_Problem_
Give the entries again exactly, every one of them.
══ Data for the task
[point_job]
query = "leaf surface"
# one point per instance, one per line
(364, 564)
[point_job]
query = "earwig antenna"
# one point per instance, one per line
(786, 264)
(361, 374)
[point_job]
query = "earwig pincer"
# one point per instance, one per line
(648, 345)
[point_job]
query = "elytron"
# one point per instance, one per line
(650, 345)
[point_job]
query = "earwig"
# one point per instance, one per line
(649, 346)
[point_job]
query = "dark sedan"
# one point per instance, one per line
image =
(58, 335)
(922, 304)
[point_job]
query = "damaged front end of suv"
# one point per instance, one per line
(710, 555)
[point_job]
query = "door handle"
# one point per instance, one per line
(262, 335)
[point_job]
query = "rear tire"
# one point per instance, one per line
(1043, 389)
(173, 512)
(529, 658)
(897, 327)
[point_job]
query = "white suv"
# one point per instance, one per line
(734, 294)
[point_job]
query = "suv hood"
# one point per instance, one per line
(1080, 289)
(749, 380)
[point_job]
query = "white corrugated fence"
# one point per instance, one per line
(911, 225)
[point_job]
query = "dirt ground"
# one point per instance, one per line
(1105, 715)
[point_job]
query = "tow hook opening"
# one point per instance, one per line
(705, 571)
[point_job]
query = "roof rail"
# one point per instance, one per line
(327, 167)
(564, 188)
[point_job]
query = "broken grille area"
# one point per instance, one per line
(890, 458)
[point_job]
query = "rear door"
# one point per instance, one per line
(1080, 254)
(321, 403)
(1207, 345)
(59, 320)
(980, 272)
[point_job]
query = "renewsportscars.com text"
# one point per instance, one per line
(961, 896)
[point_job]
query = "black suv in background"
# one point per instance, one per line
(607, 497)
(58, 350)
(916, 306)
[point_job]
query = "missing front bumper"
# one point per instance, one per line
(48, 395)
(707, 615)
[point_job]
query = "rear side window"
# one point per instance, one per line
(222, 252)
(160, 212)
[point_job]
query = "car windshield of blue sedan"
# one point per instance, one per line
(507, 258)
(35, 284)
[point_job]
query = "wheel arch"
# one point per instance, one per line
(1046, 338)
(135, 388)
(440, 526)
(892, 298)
════
_Answer to this problem_
[point_job]
query = "leaf surface"
# one point per instance, one per line
(364, 564)
[point_job]
query = "earwig antenna"
# one point per instance, one per line
(786, 264)
(361, 374)
[point_job]
query = "earwig pincer"
# one point per instance, one per line
(648, 345)
[point_job]
query = "elytron"
# one point per instance, one per line
(650, 345)
[point_job]
query = "earwig"
# one point per instance, one per line
(649, 346)
[point_job]
query = "dark sedan"
# one point per instance, one per line
image =
(58, 335)
(922, 304)
[point_job]
query = "damaged front end of suv"
# one point per instance, one per line
(710, 555)
[point_job]
query = "door handle"
# one point per instance, one per line
(262, 335)
[point_job]
query = "rear tire"
# one point per instance, one per line
(1043, 389)
(173, 512)
(529, 658)
(897, 327)
[point_job]
query = "white suv"
# one point per instance, one per line
(734, 294)
[point_job]
query = "suv hood"
# one point per instance, one per line
(1080, 289)
(749, 380)
[point_job]
query = "white corrugated fence"
# one point per instance, one per line
(911, 225)
[point_job]
query = "dirt ground"
# one point per instance, one per line
(1105, 715)
[point_job]
query = "tow hook opening"
# one point per instance, one per line
(705, 571)
[point_job]
query = "roof rail"
# one point per instance, one per line
(327, 167)
(564, 188)
[point_job]
query = "broken grille area"
# one point per instance, one per line
(890, 458)
[point_job]
query = "rear door"
# one point per instance, one per line
(1080, 254)
(321, 403)
(1207, 345)
(59, 320)
(980, 272)
[point_job]
query = "renewsportscars.com text"
# one point per instance, one per line
(961, 896)
[point_job]
query = "black suv in background"
# one point per instance, one per line
(607, 497)
(58, 350)
(916, 306)
[point_job]
query = "missing front bumper"
# one point per instance, one per line
(48, 395)
(707, 615)
[point_job]
query = "rear side window"
# one point per instance, one per line
(222, 252)
(160, 212)
[point_job]
query = "car windshield of blue sedan"
# one point per instance, one per line
(507, 258)
(35, 284)
[point_job]
query = "wheel arch"
# one point per instance, one per line
(1046, 338)
(135, 388)
(440, 526)
(892, 298)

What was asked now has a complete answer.